──────── WORKING DATA ────────

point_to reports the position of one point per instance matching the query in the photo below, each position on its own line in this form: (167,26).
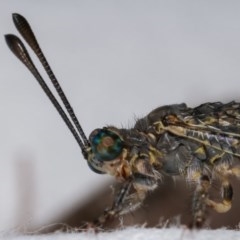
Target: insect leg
(124,202)
(199,201)
(227,194)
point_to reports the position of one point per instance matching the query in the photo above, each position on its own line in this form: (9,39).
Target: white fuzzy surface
(136,234)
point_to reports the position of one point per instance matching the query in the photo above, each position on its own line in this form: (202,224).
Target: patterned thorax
(172,140)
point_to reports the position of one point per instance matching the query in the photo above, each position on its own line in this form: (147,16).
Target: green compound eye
(106,145)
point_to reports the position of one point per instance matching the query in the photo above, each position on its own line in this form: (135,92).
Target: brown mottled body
(200,144)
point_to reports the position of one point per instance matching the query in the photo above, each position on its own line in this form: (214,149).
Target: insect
(200,144)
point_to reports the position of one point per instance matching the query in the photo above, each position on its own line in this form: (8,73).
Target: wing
(215,125)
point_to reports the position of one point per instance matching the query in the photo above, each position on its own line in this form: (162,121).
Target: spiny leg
(124,202)
(227,194)
(199,201)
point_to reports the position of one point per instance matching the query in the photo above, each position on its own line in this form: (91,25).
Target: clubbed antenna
(18,48)
(25,30)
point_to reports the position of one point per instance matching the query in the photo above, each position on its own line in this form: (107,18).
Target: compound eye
(106,145)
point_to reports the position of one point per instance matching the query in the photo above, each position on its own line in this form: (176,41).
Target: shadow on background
(169,204)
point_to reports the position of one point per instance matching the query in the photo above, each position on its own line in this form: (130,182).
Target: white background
(115,60)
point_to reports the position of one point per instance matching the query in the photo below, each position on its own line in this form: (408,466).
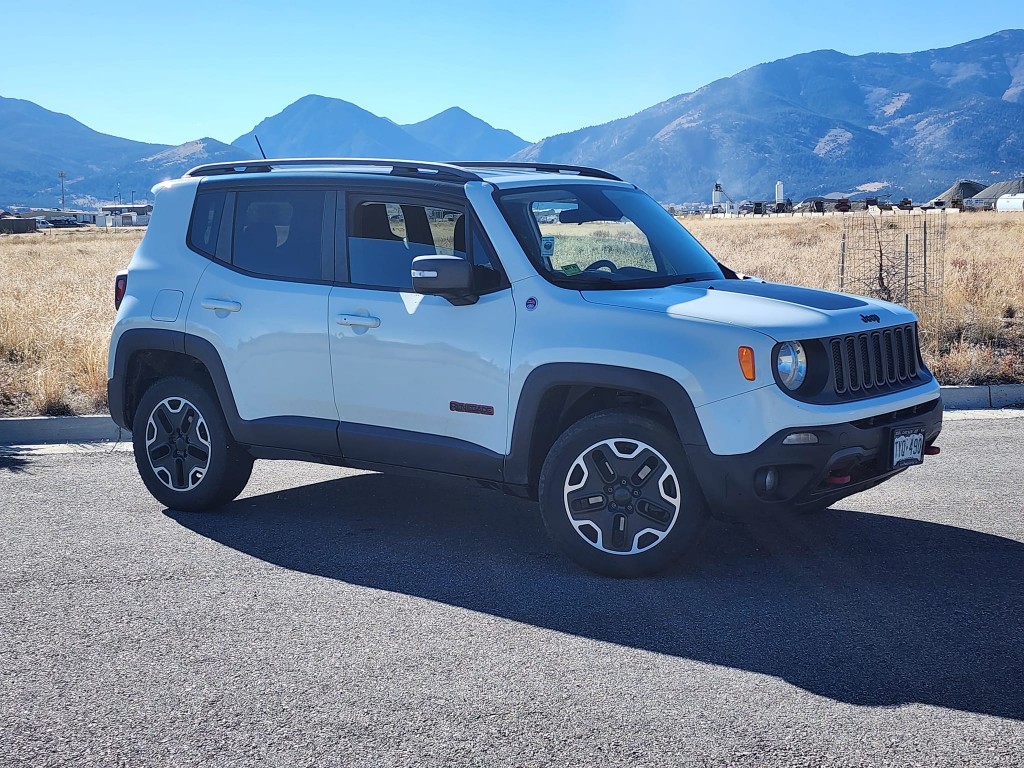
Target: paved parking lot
(331,617)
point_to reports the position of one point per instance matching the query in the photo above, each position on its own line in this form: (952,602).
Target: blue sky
(170,72)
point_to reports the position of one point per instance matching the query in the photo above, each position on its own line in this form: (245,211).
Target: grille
(880,360)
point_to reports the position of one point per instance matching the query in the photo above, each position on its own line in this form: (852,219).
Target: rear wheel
(617,495)
(183,449)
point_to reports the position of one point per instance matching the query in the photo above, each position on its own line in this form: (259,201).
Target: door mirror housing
(449,276)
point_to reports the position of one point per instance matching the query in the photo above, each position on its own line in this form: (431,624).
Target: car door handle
(358,321)
(222,305)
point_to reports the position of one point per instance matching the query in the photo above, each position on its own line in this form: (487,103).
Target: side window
(206,222)
(485,270)
(386,237)
(279,232)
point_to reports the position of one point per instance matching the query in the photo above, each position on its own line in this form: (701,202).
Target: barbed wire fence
(897,256)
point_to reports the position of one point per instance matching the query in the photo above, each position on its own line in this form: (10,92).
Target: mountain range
(821,122)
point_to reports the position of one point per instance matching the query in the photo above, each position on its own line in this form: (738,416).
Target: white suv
(548,331)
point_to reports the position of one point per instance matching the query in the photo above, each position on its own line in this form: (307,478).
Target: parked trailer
(1010,202)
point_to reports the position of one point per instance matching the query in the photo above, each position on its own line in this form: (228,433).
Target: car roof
(500,173)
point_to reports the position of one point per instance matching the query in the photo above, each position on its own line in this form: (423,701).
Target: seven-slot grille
(876,360)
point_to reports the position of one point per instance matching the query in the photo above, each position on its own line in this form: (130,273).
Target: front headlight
(792,365)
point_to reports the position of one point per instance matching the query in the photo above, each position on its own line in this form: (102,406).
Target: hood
(784,312)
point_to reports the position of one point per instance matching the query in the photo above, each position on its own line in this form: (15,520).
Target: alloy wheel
(622,496)
(177,443)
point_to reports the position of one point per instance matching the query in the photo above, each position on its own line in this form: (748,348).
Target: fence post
(906,268)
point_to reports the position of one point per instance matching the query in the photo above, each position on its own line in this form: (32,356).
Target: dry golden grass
(981,338)
(56,303)
(56,308)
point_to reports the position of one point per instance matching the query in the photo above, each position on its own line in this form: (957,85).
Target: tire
(183,449)
(619,497)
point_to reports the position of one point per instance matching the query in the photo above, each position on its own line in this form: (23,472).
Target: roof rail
(446,171)
(579,170)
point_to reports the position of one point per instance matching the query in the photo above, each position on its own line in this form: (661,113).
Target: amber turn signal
(747,363)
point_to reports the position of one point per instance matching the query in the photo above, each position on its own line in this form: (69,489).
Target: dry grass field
(56,299)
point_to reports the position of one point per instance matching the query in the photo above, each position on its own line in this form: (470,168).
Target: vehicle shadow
(859,607)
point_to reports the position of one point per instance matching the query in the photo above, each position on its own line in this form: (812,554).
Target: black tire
(183,449)
(619,497)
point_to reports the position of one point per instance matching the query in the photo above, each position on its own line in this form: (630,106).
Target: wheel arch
(142,355)
(556,395)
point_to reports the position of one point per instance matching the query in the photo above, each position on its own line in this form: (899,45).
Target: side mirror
(449,276)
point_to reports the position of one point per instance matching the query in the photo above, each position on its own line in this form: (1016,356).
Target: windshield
(591,237)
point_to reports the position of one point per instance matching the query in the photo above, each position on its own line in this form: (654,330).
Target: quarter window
(206,222)
(279,232)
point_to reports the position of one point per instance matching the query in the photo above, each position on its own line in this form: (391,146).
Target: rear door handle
(358,321)
(222,305)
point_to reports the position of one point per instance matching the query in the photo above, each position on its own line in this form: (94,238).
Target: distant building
(987,197)
(127,215)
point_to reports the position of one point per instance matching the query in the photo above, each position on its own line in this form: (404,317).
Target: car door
(263,306)
(418,381)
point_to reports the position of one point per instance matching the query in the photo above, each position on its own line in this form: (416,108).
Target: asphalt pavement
(336,617)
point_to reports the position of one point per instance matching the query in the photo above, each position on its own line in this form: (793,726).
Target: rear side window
(206,222)
(279,232)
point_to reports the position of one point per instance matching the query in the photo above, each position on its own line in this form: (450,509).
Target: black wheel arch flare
(519,465)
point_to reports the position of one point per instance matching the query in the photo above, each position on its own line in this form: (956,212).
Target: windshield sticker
(548,250)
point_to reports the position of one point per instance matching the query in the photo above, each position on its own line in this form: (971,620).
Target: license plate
(907,446)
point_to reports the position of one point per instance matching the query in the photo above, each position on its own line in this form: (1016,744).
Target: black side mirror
(450,276)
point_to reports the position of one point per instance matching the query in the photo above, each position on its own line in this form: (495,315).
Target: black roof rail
(446,171)
(580,170)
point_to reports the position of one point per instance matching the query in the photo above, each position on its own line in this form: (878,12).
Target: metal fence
(897,256)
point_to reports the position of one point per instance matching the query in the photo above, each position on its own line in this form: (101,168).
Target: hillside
(823,122)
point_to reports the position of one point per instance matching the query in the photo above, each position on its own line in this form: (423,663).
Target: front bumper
(807,475)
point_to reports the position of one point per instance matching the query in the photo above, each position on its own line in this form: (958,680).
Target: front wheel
(183,449)
(617,495)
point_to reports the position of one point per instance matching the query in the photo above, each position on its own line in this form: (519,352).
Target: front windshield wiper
(590,283)
(583,284)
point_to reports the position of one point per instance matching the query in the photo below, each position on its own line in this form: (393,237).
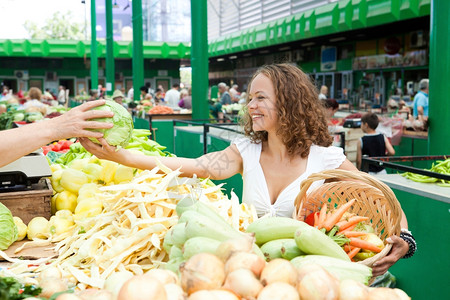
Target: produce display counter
(427,207)
(426,190)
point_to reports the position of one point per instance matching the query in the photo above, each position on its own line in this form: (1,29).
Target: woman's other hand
(399,249)
(77,121)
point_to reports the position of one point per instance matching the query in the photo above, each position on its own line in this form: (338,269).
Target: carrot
(348,248)
(322,215)
(351,221)
(353,252)
(353,233)
(348,229)
(356,242)
(337,215)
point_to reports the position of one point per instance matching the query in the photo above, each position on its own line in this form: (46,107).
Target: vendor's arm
(215,165)
(21,141)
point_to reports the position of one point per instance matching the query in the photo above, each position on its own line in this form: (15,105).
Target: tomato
(310,218)
(46,149)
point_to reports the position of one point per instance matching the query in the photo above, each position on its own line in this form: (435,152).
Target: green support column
(94,60)
(138,56)
(199,59)
(439,107)
(109,49)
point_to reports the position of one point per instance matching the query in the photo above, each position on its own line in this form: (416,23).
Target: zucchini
(274,228)
(337,267)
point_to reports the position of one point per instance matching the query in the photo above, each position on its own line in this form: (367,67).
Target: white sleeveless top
(255,190)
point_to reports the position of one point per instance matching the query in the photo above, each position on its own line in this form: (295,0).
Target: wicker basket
(374,199)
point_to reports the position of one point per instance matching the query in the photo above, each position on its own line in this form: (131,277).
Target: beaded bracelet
(408,237)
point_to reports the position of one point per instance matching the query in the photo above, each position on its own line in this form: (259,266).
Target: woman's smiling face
(262,105)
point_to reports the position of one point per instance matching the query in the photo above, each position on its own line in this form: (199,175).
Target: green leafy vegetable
(120,134)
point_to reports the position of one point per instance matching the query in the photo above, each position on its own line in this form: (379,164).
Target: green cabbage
(8,229)
(120,134)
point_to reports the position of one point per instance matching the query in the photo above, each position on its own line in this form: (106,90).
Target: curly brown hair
(301,115)
(35,93)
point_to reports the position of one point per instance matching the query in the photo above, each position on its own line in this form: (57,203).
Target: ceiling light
(308,44)
(338,39)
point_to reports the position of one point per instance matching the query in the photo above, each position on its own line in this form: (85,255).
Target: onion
(66,296)
(52,285)
(318,285)
(244,260)
(203,271)
(229,247)
(279,290)
(244,283)
(174,292)
(213,295)
(350,289)
(94,294)
(307,269)
(383,293)
(116,280)
(279,270)
(164,276)
(142,288)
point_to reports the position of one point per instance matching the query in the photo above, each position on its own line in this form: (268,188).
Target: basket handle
(338,174)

────────

- [TASK DESCRIPTION] Write out every line of the listing that holds the word "below".

- [PROBLEM SOLUTION]
point_to reports the position of one point per instance matching the query in the photo below, each position on its own line in this form: (167,26).
point_to reports the position of one point per instance matching the query in the photo below, each position on its own line in this form: (408,466).
point_to reports the position of one point per instance matching the query in the photo below, each position on its own line in this form: (393,237).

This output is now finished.